A block of data:

--------------------------------

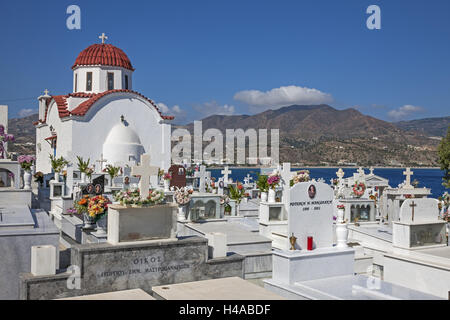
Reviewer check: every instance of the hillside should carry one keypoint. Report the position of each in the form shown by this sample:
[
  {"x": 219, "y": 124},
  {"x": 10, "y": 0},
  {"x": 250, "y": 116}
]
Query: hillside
[
  {"x": 436, "y": 127},
  {"x": 314, "y": 135},
  {"x": 320, "y": 134}
]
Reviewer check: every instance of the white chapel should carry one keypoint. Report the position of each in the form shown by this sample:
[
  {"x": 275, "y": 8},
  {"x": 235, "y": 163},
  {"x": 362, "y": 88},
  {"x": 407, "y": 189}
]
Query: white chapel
[{"x": 103, "y": 118}]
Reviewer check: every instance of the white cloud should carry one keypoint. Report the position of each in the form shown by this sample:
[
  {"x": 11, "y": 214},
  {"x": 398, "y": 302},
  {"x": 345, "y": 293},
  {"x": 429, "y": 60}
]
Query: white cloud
[
  {"x": 212, "y": 108},
  {"x": 180, "y": 114},
  {"x": 283, "y": 96},
  {"x": 404, "y": 112},
  {"x": 26, "y": 112}
]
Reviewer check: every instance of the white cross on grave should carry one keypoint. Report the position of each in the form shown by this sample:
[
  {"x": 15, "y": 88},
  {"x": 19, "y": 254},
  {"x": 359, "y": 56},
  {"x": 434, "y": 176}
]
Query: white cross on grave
[
  {"x": 340, "y": 173},
  {"x": 286, "y": 184},
  {"x": 361, "y": 172},
  {"x": 408, "y": 173},
  {"x": 101, "y": 162},
  {"x": 225, "y": 173},
  {"x": 103, "y": 37},
  {"x": 145, "y": 170},
  {"x": 202, "y": 179}
]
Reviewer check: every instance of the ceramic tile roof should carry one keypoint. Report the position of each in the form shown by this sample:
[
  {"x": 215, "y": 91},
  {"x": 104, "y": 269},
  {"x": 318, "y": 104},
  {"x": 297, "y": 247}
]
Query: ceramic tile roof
[
  {"x": 83, "y": 108},
  {"x": 103, "y": 54}
]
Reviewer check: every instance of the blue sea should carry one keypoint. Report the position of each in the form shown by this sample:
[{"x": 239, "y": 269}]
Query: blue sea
[{"x": 430, "y": 178}]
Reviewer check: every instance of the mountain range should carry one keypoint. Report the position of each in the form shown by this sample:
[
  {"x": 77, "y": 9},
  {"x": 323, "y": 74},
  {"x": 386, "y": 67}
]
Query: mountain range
[{"x": 315, "y": 135}]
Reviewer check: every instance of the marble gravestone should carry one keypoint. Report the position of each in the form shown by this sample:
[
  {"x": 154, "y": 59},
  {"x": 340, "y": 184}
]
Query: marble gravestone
[
  {"x": 178, "y": 176},
  {"x": 311, "y": 214}
]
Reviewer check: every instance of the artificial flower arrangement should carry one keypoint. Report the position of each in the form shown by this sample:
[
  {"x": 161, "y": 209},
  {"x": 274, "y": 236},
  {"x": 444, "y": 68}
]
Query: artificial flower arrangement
[
  {"x": 98, "y": 207},
  {"x": 182, "y": 196},
  {"x": 359, "y": 188},
  {"x": 273, "y": 180},
  {"x": 58, "y": 163},
  {"x": 236, "y": 193},
  {"x": 83, "y": 165},
  {"x": 132, "y": 197},
  {"x": 26, "y": 162},
  {"x": 261, "y": 183},
  {"x": 112, "y": 171},
  {"x": 301, "y": 176},
  {"x": 225, "y": 201}
]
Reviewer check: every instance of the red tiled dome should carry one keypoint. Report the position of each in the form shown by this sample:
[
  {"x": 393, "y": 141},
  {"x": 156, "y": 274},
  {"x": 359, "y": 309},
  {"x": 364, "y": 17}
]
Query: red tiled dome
[{"x": 103, "y": 54}]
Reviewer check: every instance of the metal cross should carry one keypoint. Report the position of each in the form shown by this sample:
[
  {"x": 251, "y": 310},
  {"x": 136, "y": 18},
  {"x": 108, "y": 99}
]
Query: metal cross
[
  {"x": 412, "y": 205},
  {"x": 103, "y": 37}
]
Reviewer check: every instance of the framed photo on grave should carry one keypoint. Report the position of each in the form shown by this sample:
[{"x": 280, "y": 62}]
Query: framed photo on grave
[{"x": 178, "y": 174}]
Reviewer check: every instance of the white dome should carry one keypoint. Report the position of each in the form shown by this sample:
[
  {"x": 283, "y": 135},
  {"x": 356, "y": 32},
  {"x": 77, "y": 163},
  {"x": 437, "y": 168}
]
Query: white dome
[{"x": 122, "y": 145}]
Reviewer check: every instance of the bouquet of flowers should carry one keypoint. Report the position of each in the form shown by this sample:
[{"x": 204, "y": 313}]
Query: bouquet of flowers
[
  {"x": 261, "y": 183},
  {"x": 58, "y": 163},
  {"x": 98, "y": 207},
  {"x": 273, "y": 180},
  {"x": 224, "y": 201},
  {"x": 301, "y": 176},
  {"x": 82, "y": 205},
  {"x": 358, "y": 189},
  {"x": 26, "y": 162},
  {"x": 182, "y": 196},
  {"x": 39, "y": 177},
  {"x": 237, "y": 193}
]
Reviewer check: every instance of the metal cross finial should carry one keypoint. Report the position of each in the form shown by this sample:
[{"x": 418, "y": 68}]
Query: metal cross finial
[
  {"x": 103, "y": 37},
  {"x": 412, "y": 205}
]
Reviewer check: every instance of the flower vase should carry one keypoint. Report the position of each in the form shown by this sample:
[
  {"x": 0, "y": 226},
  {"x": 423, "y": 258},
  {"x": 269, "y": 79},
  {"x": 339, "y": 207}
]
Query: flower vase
[
  {"x": 102, "y": 224},
  {"x": 89, "y": 222},
  {"x": 340, "y": 217},
  {"x": 27, "y": 180},
  {"x": 166, "y": 185},
  {"x": 341, "y": 235},
  {"x": 271, "y": 197},
  {"x": 263, "y": 196},
  {"x": 182, "y": 213}
]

--------------------------------

Goal: Using the material above, retype each entry exactly and omit the pictures.

The completed task:
Reviewer check: every instance of the hillside should carry one keypoint. Report the position of each in the form shown by this sample:
[
  {"x": 219, "y": 124},
  {"x": 10, "y": 0},
  {"x": 250, "y": 116}
]
Query: hillside
[
  {"x": 436, "y": 127},
  {"x": 314, "y": 135},
  {"x": 320, "y": 134}
]
Reviewer check: every instance of the white chapel should carry one keypoint. Report the position of each in the form shown by this sample:
[
  {"x": 275, "y": 8},
  {"x": 235, "y": 163},
  {"x": 362, "y": 88},
  {"x": 407, "y": 189}
]
Query: white chapel
[{"x": 103, "y": 118}]
Reviewer check: every instance of the white cloud should carry one keypoint. Report the position of each in the form shown by this sample:
[
  {"x": 11, "y": 214},
  {"x": 398, "y": 302},
  {"x": 345, "y": 293},
  {"x": 429, "y": 60}
]
Query: white cloud
[
  {"x": 212, "y": 108},
  {"x": 180, "y": 114},
  {"x": 283, "y": 96},
  {"x": 404, "y": 112},
  {"x": 26, "y": 112}
]
Reviewer check: every instance of the white cross on grave should carry one keypoint. Report the position of each in the form shown by this sample:
[
  {"x": 15, "y": 88},
  {"x": 19, "y": 254},
  {"x": 359, "y": 56},
  {"x": 434, "y": 176}
]
Query: white cross on grave
[
  {"x": 340, "y": 173},
  {"x": 286, "y": 184},
  {"x": 361, "y": 172},
  {"x": 408, "y": 173},
  {"x": 101, "y": 162},
  {"x": 225, "y": 173},
  {"x": 103, "y": 37},
  {"x": 145, "y": 170},
  {"x": 202, "y": 179}
]
Reviewer check: every instance of the ceramic tile roof should carry one keypoint. Report the position of each in the form shown by this sample:
[
  {"x": 215, "y": 91},
  {"x": 104, "y": 269},
  {"x": 318, "y": 104},
  {"x": 297, "y": 247}
]
Query: ceramic tile roof
[
  {"x": 83, "y": 108},
  {"x": 103, "y": 54}
]
Reviewer check: every instance of the blue sea should carry one keypoint. Report the position of each in the form shown by this sample:
[{"x": 239, "y": 269}]
Query: blue sea
[{"x": 430, "y": 178}]
Reviewer check: every instance of the mountain range should carry one keypoint. Report the position of each in the form shown by this sample:
[
  {"x": 77, "y": 9},
  {"x": 323, "y": 74},
  {"x": 386, "y": 67}
]
Query: mountain range
[{"x": 315, "y": 135}]
Reviewer check: every instance of the marble gravestone should carry one keypoint. Report the position of each in the form shown by this sample:
[
  {"x": 154, "y": 59},
  {"x": 340, "y": 184}
]
Query: marble gravestone
[
  {"x": 178, "y": 176},
  {"x": 311, "y": 214}
]
Reviewer check: every instance of the artificial flower arrangement should carry one keypoint. Report the position of each in the form shown by this sample:
[
  {"x": 161, "y": 209},
  {"x": 274, "y": 236},
  {"x": 444, "y": 68}
]
Query: artificial flower arrangement
[
  {"x": 98, "y": 207},
  {"x": 182, "y": 196},
  {"x": 359, "y": 188},
  {"x": 273, "y": 180},
  {"x": 58, "y": 163},
  {"x": 236, "y": 193},
  {"x": 83, "y": 165},
  {"x": 132, "y": 197},
  {"x": 26, "y": 162},
  {"x": 261, "y": 183},
  {"x": 112, "y": 171},
  {"x": 301, "y": 176},
  {"x": 225, "y": 201}
]
Reviewer check: every instance of the red tiled dome should carry one keypoint. Report the position of each in the form shown by this sample:
[
  {"x": 393, "y": 141},
  {"x": 156, "y": 274},
  {"x": 359, "y": 309},
  {"x": 364, "y": 17}
]
Query: red tiled dome
[{"x": 103, "y": 54}]
Reviewer check: every instance of the metal cross should carry one keypoint. Report the position of each in the form shown by this sample:
[
  {"x": 251, "y": 310},
  {"x": 136, "y": 18},
  {"x": 108, "y": 99}
]
Query: metal cross
[
  {"x": 412, "y": 205},
  {"x": 103, "y": 37}
]
Reviewer check: every instance of the framed photo on grave should carry one keypoint. Report the position of each in the form shown by this sample:
[{"x": 280, "y": 62}]
Query: framed photo on grave
[{"x": 178, "y": 174}]
Reviewer check: every instance of the white dome should carry one keypoint. Report the position of each in the form shown by this sample:
[
  {"x": 283, "y": 135},
  {"x": 356, "y": 32},
  {"x": 77, "y": 163},
  {"x": 437, "y": 168}
]
Query: white dome
[{"x": 122, "y": 145}]
Reviewer check: every instance of the bouquet of flowers should carry one keypoint. Report the position of each in the form shown by this sample:
[{"x": 204, "y": 313}]
Query: bouquet of flowers
[
  {"x": 261, "y": 183},
  {"x": 58, "y": 163},
  {"x": 98, "y": 207},
  {"x": 273, "y": 180},
  {"x": 224, "y": 201},
  {"x": 301, "y": 176},
  {"x": 82, "y": 205},
  {"x": 358, "y": 189},
  {"x": 26, "y": 162},
  {"x": 182, "y": 196},
  {"x": 39, "y": 177},
  {"x": 237, "y": 193}
]
Reviewer check: every instance of the metal cross finial should carry one keypoint. Report the position of each in the form shown by this sample:
[{"x": 418, "y": 68}]
Query: metal cross finial
[
  {"x": 103, "y": 37},
  {"x": 412, "y": 205}
]
Reviewer check: every instance of the flower vase should carry one keypoint. Report the position of each in the form shown by this sample:
[
  {"x": 0, "y": 226},
  {"x": 423, "y": 258},
  {"x": 269, "y": 79},
  {"x": 339, "y": 207}
]
Query: flower vase
[
  {"x": 102, "y": 224},
  {"x": 89, "y": 222},
  {"x": 340, "y": 217},
  {"x": 27, "y": 180},
  {"x": 166, "y": 185},
  {"x": 341, "y": 235},
  {"x": 271, "y": 197},
  {"x": 263, "y": 196},
  {"x": 182, "y": 213}
]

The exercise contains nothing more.